━━━ STORED DATA

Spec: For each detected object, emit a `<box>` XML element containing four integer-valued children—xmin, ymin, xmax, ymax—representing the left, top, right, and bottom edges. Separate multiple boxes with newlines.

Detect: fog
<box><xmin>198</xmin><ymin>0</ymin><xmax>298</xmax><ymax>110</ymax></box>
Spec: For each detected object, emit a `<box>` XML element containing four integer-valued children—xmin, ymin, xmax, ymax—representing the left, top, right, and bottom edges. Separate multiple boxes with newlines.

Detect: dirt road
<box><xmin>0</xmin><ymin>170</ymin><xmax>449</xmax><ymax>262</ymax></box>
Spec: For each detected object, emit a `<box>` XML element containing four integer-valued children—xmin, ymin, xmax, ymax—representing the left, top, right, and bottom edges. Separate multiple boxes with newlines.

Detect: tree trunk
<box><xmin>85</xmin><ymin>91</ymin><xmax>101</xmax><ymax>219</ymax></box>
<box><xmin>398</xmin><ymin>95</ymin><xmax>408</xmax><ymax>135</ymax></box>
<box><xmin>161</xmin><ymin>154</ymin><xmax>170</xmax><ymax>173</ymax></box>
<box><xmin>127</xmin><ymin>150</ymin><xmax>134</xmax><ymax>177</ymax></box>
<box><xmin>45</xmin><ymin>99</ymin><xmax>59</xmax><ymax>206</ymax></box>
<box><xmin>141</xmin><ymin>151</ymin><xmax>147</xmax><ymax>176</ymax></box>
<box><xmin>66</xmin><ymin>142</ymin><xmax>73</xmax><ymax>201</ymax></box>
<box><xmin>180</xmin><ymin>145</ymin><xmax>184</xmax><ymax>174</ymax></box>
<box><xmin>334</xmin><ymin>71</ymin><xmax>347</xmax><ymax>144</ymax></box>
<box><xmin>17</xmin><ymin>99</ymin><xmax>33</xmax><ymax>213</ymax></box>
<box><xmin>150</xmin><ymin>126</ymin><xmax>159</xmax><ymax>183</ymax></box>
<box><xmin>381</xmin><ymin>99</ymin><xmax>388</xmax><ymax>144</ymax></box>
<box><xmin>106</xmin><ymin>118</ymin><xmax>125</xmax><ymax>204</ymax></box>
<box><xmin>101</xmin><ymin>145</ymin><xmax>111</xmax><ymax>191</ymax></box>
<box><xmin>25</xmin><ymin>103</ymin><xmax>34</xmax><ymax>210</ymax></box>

━━━━━━

== JOB ==
Reproduce every line of the listing above, including each request, but shift each bounding-box coordinate value in the answers up by 115.

== FINISHED EXERCISE ==
Spec: For each detected object, emit a `<box>` XML element containing four integer-valued children—xmin, ymin, xmax, ymax—representing the left, top, right, and bottom edges. Separate multiple boxes with newlines.

Detect: fog
<box><xmin>313</xmin><ymin>115</ymin><xmax>413</xmax><ymax>225</ymax></box>
Spec: For each detected object, emit a `<box>` XML element containing four integer-valued children—xmin, ymin, xmax, ymax—representing the left, top, right, and bottom edges. Separate multiple boxes with newlines.

Detect: dirt road
<box><xmin>115</xmin><ymin>285</ymin><xmax>564</xmax><ymax>377</ymax></box>
Spec: For each detected object, emit a `<box>` XML element containing four integer-valued children—xmin, ymin, xmax, ymax—representing the left, top, right, and bottom edges. Separate multiple boxes with newlines.

Detect: tree trunk
<box><xmin>200</xmin><ymin>206</ymin><xmax>216</xmax><ymax>334</ymax></box>
<box><xmin>513</xmin><ymin>210</ymin><xmax>523</xmax><ymax>250</ymax></box>
<box><xmin>276</xmin><ymin>269</ymin><xmax>285</xmax><ymax>288</ymax></box>
<box><xmin>242</xmin><ymin>265</ymin><xmax>249</xmax><ymax>292</ymax></box>
<box><xmin>160</xmin><ymin>214</ymin><xmax>174</xmax><ymax>321</ymax></box>
<box><xmin>256</xmin><ymin>266</ymin><xmax>262</xmax><ymax>291</ymax></box>
<box><xmin>181</xmin><ymin>257</ymin><xmax>188</xmax><ymax>316</ymax></box>
<box><xmin>295</xmin><ymin>260</ymin><xmax>299</xmax><ymax>289</ymax></box>
<box><xmin>449</xmin><ymin>186</ymin><xmax>462</xmax><ymax>259</ymax></box>
<box><xmin>132</xmin><ymin>214</ymin><xmax>148</xmax><ymax>328</ymax></box>
<box><xmin>265</xmin><ymin>241</ymin><xmax>274</xmax><ymax>298</ymax></box>
<box><xmin>496</xmin><ymin>214</ymin><xmax>503</xmax><ymax>259</ymax></box>
<box><xmin>221</xmin><ymin>233</ymin><xmax>240</xmax><ymax>319</ymax></box>
<box><xmin>216</xmin><ymin>260</ymin><xmax>226</xmax><ymax>306</ymax></box>
<box><xmin>140</xmin><ymin>218</ymin><xmax>149</xmax><ymax>325</ymax></box>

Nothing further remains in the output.